EXERCISE TASK: Reproduce all of the material below line for line, with no changes.

==== EXTRACTED INFORMATION

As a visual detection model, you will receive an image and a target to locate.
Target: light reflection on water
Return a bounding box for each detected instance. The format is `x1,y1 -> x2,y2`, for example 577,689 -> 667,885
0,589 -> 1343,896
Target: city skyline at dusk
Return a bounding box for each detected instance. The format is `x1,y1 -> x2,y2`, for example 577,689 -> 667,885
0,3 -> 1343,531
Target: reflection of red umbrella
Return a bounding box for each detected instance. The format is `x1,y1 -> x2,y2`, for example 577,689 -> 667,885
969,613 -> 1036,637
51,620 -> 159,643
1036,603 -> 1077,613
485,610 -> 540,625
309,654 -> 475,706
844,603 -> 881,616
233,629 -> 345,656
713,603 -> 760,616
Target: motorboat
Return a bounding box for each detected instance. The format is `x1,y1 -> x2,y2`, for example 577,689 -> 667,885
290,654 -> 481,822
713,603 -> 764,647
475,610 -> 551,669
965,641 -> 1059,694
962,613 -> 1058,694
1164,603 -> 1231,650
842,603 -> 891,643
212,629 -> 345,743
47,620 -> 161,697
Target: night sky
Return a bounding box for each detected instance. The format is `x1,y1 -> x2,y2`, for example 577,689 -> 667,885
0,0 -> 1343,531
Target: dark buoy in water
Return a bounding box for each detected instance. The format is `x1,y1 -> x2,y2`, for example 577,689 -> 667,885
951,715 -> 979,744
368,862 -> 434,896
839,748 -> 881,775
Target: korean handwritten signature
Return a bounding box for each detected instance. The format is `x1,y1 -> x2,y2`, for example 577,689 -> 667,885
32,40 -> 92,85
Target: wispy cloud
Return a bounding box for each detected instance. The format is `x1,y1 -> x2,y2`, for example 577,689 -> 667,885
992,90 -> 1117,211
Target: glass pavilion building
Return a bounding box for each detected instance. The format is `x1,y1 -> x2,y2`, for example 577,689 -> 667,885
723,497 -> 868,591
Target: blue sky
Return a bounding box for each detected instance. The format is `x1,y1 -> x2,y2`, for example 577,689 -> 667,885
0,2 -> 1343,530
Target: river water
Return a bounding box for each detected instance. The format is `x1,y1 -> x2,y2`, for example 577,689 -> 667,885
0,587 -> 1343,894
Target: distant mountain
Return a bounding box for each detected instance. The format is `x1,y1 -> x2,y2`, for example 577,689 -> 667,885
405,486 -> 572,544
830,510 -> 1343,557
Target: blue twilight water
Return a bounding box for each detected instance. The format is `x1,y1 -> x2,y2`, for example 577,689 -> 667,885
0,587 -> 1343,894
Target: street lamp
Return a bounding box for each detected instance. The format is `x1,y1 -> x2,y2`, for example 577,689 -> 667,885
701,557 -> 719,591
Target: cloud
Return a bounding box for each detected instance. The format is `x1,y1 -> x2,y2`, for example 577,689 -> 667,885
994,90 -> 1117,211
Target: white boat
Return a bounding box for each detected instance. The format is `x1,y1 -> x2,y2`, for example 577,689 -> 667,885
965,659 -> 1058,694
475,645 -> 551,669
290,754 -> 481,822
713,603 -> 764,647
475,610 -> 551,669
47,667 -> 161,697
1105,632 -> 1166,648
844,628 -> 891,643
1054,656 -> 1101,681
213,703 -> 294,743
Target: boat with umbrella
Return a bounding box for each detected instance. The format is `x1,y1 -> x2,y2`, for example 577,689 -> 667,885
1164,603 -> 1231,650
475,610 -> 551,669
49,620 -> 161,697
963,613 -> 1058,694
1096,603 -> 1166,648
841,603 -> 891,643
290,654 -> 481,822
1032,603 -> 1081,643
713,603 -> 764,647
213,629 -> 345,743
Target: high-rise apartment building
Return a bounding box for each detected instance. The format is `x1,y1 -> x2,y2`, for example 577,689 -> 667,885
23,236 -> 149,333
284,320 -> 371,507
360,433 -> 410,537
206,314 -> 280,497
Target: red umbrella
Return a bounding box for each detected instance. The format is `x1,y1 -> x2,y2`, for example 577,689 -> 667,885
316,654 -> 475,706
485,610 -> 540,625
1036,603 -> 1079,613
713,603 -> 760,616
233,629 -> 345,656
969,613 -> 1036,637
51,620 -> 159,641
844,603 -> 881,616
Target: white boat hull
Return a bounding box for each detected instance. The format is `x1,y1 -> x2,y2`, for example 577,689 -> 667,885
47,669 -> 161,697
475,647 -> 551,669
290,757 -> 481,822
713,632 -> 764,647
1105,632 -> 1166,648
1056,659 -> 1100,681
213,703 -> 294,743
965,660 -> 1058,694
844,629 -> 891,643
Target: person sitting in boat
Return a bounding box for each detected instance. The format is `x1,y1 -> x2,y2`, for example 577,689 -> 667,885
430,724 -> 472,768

========

COMPLETE ANSWER:
As a visual detection model, you will receive an image and a target to locate.
Target: light reflection on water
Return a bounding box for each detected instance. The format is `x1,y1 -> x2,y2`, for example 577,689 -> 667,885
0,589 -> 1343,896
Target: city skyline at dusk
Return a bounding box for each detected instance. The format is `x1,y1 -> x2,y2`, for example 577,689 -> 667,885
0,3 -> 1343,531
Target: reflection of red umbrella
Return a bounding box for each detected instance. The format is `x1,y1 -> x2,y2`, for example 577,689 -> 667,885
969,613 -> 1036,637
51,620 -> 159,643
1036,603 -> 1077,613
485,610 -> 540,625
309,654 -> 475,706
844,603 -> 881,616
233,629 -> 345,656
713,603 -> 760,616
Target: motorboat
Return a bounding box for each detected instance. The format is `x1,y1 -> x2,y2`, for example 577,689 -> 667,885
290,654 -> 481,822
713,603 -> 764,647
475,610 -> 551,669
965,641 -> 1059,694
962,613 -> 1058,694
1164,603 -> 1231,650
842,603 -> 891,643
212,629 -> 345,743
47,620 -> 161,697
Target: night sky
Return a bounding box for each detected instance. The format is `x1,y1 -> x2,y2`, for example 577,689 -> 667,885
0,0 -> 1343,531
Target: dark buoy in water
Return a bounding box for each detected instance. The format is `x1,y1 -> x2,y2`, for example 577,689 -> 667,885
951,715 -> 979,744
368,862 -> 434,896
839,748 -> 881,775
Target: korean handwritten signature
Return a bounding box for each detected instance. The format is `x1,y1 -> x2,y2`, for example 577,689 -> 667,885
32,40 -> 92,85
Target: wispy cloud
Return a bounding box for each detected instance. The format is `x1,y1 -> x2,y2`, for example 577,689 -> 667,885
992,90 -> 1117,211
Target: glass pavilion building
Return a bounding box for each detected instance. The format is `x1,y1 -> x2,y2`, for example 577,689 -> 667,885
723,497 -> 868,591
Target: blue sky
Return a bounding box for each detected instance. The format is `x1,y1 -> x2,y2`, for example 577,689 -> 667,885
0,2 -> 1343,530
Target: river water
Return a bounding box for each detected instance. The format is `x1,y1 -> x2,y2`, for example 577,689 -> 667,885
0,587 -> 1343,894
Target: distant mountain
Return a bounding box for each detected instance. The format is `x1,y1 -> x2,y2`, for example 577,689 -> 667,885
405,486 -> 572,544
830,510 -> 1343,557
Target: blue twilight water
Return a bounding box for each detected instance. The format is `x1,y1 -> x2,y2`, for example 577,689 -> 667,885
0,587 -> 1343,894
Target: street lamp
Return a bounding box for each detected instance. The format is `x1,y1 -> x2,y2`, for example 577,689 -> 667,885
701,557 -> 719,591
Target: cloud
Return a bounding box for each detected instance. The format is `x1,y1 -> x2,y2`, for example 577,689 -> 667,885
994,90 -> 1117,211
Target: white boat
Return a bounding box for each detected instance. The format is `x1,y1 -> x2,y2`, for example 577,689 -> 667,885
965,659 -> 1058,694
475,645 -> 551,669
290,754 -> 481,822
713,603 -> 764,647
475,610 -> 551,669
47,667 -> 161,697
1105,632 -> 1166,648
844,628 -> 891,643
1054,656 -> 1101,681
213,703 -> 294,743
Target: boat with umbrella
Return a bounding box for each detected instance. The format is `x1,y1 -> x2,y2`, for example 577,689 -> 667,885
1164,603 -> 1231,650
475,610 -> 551,669
49,620 -> 161,697
963,613 -> 1058,694
1096,603 -> 1166,648
841,603 -> 891,643
290,654 -> 481,822
1032,603 -> 1081,643
713,603 -> 764,647
213,629 -> 345,743
Target: high-rise apartment building
Return a bounding box for each detected instance. The format is `x1,y1 -> x2,y2`, for example 577,689 -> 667,885
23,236 -> 149,333
284,320 -> 371,507
360,433 -> 410,537
206,314 -> 280,497
Target: red umbrella
Return a bounding box for each detected instance. The format is `x1,y1 -> x2,y2`, for example 577,689 -> 667,885
316,654 -> 475,706
485,610 -> 540,625
1036,603 -> 1079,613
713,603 -> 760,616
233,629 -> 345,656
969,613 -> 1036,637
51,620 -> 159,641
844,603 -> 881,616
Target: white boat hull
Return a bounding box for each detected instance. The format is `x1,y1 -> x2,y2`, for example 577,689 -> 667,885
47,669 -> 161,697
475,647 -> 551,669
290,757 -> 481,822
713,632 -> 764,647
1105,632 -> 1166,648
1056,659 -> 1100,681
213,703 -> 294,743
965,660 -> 1058,694
844,629 -> 891,643
Target: person sitting in boat
Return a bounding box for each detected instance. The format is `x1,y1 -> x2,y2`, for example 577,689 -> 667,885
430,724 -> 472,768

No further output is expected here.